PAGE TEXT START
GULU- Hopes of recovery for children suffering from nodding syndrome hang in balance after Hope for Human, the only organisation that has been supporting children suffering from the disease plans to shut down its care centres in Acholi sub-region next month.
The organisation has been providing medical and personal care, special schooling, and nutritious meals to nodding syndrome children since 2012 and has treated more than 300 children at the Hope for Humans Care Centre facility in Odek Sub-county, Omoro District.
Last week, Ms Suzanne Gazda, the founder and chief executive officer of Hope for Humans, said the board of directors made a difficult decision to dissolve the organisation next month.
“Our board of directors has made a difficult decision to dissolve Hope for Humans in August. As you can imagine, this decision was rooted in much consideration, preparation, and prayer,” a July 10 statement issued by Ms Gazda, reads in part.
She, however, said children receiving therapy and medicine from their staff will continue to do so through dedicated “citizens” in the community.
“Any remaining financial contributions in our possession will be used for the intended purpose. A robust reporting structure will remain intact for the remainder of the year to ensure that funds have been distributed,” Ms Gazda added.
Whereas Ms Gazda insists that the reasons for dissolving Hope for Humans is due to the progress the children have registered during their operations, some officials said the organisation has been experiencing financial challenges over the years.
Mr Caesar Okot, the programme manager at Hope for Humans, said the organisation can no longer fund most of its activities because of limited finances.
“There are still many children within the community who are bedridden and are relapsing because their parents cannot afford to take care of them. We had much wanted to bring them to the care centre but unfortunately we don’t have money,” Mr Okot said.
PAGE TEXT END
EXTRACTED MATERIAL START
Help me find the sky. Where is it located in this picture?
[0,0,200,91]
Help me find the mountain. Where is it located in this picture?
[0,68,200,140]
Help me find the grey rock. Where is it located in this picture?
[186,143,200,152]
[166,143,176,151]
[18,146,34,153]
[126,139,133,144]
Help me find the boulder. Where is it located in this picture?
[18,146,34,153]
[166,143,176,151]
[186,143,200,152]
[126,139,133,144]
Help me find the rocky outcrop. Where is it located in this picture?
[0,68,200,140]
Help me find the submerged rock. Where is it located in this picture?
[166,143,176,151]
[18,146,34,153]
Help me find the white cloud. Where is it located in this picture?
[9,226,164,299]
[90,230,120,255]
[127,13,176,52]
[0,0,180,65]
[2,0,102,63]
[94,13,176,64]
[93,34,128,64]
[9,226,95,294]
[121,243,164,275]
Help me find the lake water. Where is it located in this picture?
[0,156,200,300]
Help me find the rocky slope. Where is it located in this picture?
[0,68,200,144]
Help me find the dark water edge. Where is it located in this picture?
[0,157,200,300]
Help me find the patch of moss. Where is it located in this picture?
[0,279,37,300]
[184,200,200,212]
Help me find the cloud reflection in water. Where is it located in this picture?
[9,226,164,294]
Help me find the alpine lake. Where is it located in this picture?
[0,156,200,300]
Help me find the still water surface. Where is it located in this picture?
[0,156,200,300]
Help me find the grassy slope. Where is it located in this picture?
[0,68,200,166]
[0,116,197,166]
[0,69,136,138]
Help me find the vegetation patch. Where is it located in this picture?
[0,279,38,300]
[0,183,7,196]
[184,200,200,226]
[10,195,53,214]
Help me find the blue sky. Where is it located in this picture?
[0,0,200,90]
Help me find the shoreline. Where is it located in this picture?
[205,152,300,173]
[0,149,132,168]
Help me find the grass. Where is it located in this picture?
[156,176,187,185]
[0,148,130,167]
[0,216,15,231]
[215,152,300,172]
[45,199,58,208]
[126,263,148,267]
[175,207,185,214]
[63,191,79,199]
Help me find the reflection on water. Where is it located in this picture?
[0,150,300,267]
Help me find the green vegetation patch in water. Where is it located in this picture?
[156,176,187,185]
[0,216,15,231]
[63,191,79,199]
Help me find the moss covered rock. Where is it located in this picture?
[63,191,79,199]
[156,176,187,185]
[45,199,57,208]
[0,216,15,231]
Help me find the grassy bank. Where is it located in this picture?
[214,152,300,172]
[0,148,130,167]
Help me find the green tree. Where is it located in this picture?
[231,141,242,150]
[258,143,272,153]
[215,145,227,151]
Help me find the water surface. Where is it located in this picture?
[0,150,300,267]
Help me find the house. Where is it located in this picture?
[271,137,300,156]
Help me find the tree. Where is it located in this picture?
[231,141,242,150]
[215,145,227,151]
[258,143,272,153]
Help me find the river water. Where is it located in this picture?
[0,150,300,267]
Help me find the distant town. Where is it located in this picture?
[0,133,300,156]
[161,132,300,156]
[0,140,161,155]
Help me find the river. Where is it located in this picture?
EXTRACTED MATERIAL END
- PROBLEM SET:
1/ In the nodding syndrome article, since what year has the organization been providing care to nodding syndrome children?
2/ Write out everything in the nodding syndrome article from "The organisation has been providing" down to "reads in part.", substituting "board of trustees" for "board of directors".
3/ Continue the nodding syndrome article from where it stops.
The rows have no connection to the nodding syndrome article.

- ANSWERS BY ITEM:
1/ Since 2012.

2/
The organisation has been providing medical and personal care, special schooling, and nutritious meals to nodding syndrome children since 2012 and has treated more than 300 children at the Hope for Humans Care Centre facility in Odek Sub-county, Omoro District.
Last week, Ms Suzanne Gazda, the founder and chief executive officer of Hope for Humans, said the board of trustees made a difficult decision to dissolve the organisation next month.
“Our board of trustees has made a difficult decision to dissolve Hope for Humans in August. As you can imagine, this decision was rooted in much consideration, preparation, and prayer,” a July 10 statement issued by Ms Gazda, reads in part.

3/
“Closing down the treatment centres will definitely slow down the recovery of the children suffering from nodding syndrome since at their homes, they will not receive full attention from their parents, eat well and get medication on time because it’s a farming season,” he added.
He said although the centres will be closed, their outreach programmes to the affected children within the communities will continue.
Currently, 30 children undergoing rehabilitation are still at Hope for Humans Care Centre.
The organisation this year, also commissioned Tumango Nodding Syndrome Centre in Labongo-Amida Sub-county in Kitgum District but it has been inactive.
According to Mr Okot, about 349 children are still in dire condition in Labongo Amida Sub-county while 40 others are in Bolo Parish, Awere Sub-county Pader District.
Mr Michael Rackara, a resident of Odek Sub-county whose four children are recovering from nodding syndrome, said government should intervene and support the organisation.
“If this centre closes, where will my children receive medical support from? I am a poor farmer who cannot afford to take care of the children because they are very weak, if the centre closes, my children will also die,” Mr Rackara told Daily Monitor in an interview recently.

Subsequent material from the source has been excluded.